§ **Görev yönergesi**
Oval aynakollarla ilgili metinde "Gezegenlerin yörüngeleri neden" ile "hazırsa keyifli okumalar." arasındaki kısmı, bu ifadeler dahil, hiçbir değişiklik yapmadan yeniden yazın.

§ **Seçilen bölüm**
Gezegenlerin yörüngeleri neden eliptiktir hiç araştırdınız mı? Çünkü eliptik olduklarında dönmeleri daha kolay olur. Şaka şaka, durumun gezegenlerle uzaktan yakından alakası yok. Bugünkü konumuz oval aynakol yaprakları veya başka bir deyişle eliptik dişliler. Ama gezegenlerin neden eliptik yörüngeye sahip olduklarını da aşağılarda tartışalım. Bu yörüngelerin eliptik olması da oval aynakollar kadar garip çünkü. Kahveler hazırsa keyifli okumalar.
Oval aynakol dişlilerinin tarihi
Oval aynakol temelleri aslında 1890’lı yıllarda atılmasına karşın o dönem birkaç zihni-sinir projesinden öteye gidememişti. Tarih 1974’ü gösterdiğinde ise Kaliforniyalı Durham Bicycles, daha verimli güç aktarımının ancak bir eliptik dişliyle mevcut olabileceğini düşünüp tekrar oval aynakol girişimi yapsa da bu girişim de sadece deneysel olarak kalmış, pistlerde kendine yer bulamamıştı. Ancak eliptik dişliler, vitesli bisiklet kullanımının artması sebebiyle 90 yıl sonra Shimano ile tekrar gündeme gelmişti. Fakat o zaman dahi, eliptik aynakol dişlilerinin verimliliği çok uzun sürelerce tartışılmamış, alışılagelmiş formun dışına çıkıldığı için biraz linç edilip bir köşeye atılmıştı. Halbuki Shimano Biopace’in o dönemki durumunu ele aldığımızda kendisi gelecekte kullanılacak ve performansa etkisi yıllar sonra kanıtlanacak bir teknolojinin ilk eseriydi. Shimano zamanında karşılaştığı bu linçten ürkmüş olacak ki, biopace serisi oval aynakol dişlilerini 1993 yılında aniden rafa kaldırdı. Ve böylece oval aynakol mevzusu neredeyse 30 yıl daha tarihin tozlu sayfalarına gömülmüş oldu.

§ **Sağlanan veriler**
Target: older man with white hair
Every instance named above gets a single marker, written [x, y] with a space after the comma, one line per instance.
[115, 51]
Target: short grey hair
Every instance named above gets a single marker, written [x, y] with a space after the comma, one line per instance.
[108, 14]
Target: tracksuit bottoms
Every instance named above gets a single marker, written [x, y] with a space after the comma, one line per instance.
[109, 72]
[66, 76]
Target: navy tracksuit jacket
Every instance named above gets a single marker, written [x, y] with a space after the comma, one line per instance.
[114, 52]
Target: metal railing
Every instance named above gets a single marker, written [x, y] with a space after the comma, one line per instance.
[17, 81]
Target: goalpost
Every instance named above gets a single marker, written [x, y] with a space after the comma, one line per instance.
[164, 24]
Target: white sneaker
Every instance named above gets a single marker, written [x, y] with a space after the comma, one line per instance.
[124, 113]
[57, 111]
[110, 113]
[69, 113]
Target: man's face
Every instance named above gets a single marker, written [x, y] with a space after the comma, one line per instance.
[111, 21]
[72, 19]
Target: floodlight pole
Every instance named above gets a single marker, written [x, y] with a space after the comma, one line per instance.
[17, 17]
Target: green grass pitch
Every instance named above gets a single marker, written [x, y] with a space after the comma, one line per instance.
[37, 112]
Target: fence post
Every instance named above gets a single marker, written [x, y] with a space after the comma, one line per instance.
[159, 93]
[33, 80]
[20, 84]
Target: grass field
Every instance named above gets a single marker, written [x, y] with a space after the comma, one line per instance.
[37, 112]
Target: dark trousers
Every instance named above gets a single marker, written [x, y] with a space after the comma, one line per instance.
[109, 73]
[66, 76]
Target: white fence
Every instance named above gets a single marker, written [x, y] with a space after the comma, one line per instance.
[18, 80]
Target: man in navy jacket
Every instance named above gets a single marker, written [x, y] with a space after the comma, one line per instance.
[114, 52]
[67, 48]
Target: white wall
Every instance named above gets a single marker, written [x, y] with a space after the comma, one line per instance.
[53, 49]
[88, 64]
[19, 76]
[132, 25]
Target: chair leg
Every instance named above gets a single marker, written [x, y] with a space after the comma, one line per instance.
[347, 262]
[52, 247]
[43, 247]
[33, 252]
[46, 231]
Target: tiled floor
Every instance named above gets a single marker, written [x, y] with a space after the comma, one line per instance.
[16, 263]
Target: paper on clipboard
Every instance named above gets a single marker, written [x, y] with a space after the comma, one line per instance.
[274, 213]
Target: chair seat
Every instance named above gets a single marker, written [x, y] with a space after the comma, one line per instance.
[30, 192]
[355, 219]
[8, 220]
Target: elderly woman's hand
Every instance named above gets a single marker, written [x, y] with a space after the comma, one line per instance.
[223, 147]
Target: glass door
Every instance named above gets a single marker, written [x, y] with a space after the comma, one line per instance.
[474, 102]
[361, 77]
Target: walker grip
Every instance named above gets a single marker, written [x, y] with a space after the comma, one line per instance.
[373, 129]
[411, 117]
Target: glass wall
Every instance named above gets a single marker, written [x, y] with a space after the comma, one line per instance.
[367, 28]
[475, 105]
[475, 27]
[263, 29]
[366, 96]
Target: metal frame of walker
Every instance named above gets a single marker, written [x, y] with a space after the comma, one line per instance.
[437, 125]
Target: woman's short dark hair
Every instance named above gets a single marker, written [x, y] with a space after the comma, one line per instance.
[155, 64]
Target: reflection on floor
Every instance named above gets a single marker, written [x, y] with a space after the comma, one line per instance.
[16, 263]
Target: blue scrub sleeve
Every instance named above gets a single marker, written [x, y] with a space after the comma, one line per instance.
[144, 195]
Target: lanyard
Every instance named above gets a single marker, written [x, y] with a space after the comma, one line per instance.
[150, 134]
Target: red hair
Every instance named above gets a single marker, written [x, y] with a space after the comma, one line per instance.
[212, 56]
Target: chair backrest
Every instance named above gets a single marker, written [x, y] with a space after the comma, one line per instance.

§ **Alıştırmanın cevabı**
Gezegenlerin yörüngeleri neden eliptiktir hiç araştırdınız mı? Çünkü eliptik olduklarında dönmeleri daha kolay olur. Şaka şaka, durumun gezegenlerle uzaktan yakından alakası yok. Bugünkü konumuz oval aynakol yaprakları veya başka bir deyişle eliptik dişliler. Ama gezegenlerin neden eliptik yörüngeye sahip olduklarını da aşağılarda tartışalım. Bu yörüngelerin eliptik olması da oval aynakollar kadar garip çünkü. Kahveler hazırsa keyifli okumalar.